Rewrite the entries below, putting "utility cable" wherever "power line" appears and keeping every other part the same.

Position annotation records:

__________________________________________________

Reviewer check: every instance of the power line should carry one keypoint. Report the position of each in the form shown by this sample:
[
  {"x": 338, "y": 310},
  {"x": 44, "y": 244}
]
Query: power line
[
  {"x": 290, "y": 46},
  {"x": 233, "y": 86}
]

__________________________________________________

◆ Exercise answer
Reviewer check: every instance of the utility cable should carry one keypoint. Report the position of each in the form shown by this sample:
[
  {"x": 338, "y": 310},
  {"x": 44, "y": 244}
]
Query: utility cable
[
  {"x": 290, "y": 46},
  {"x": 233, "y": 86}
]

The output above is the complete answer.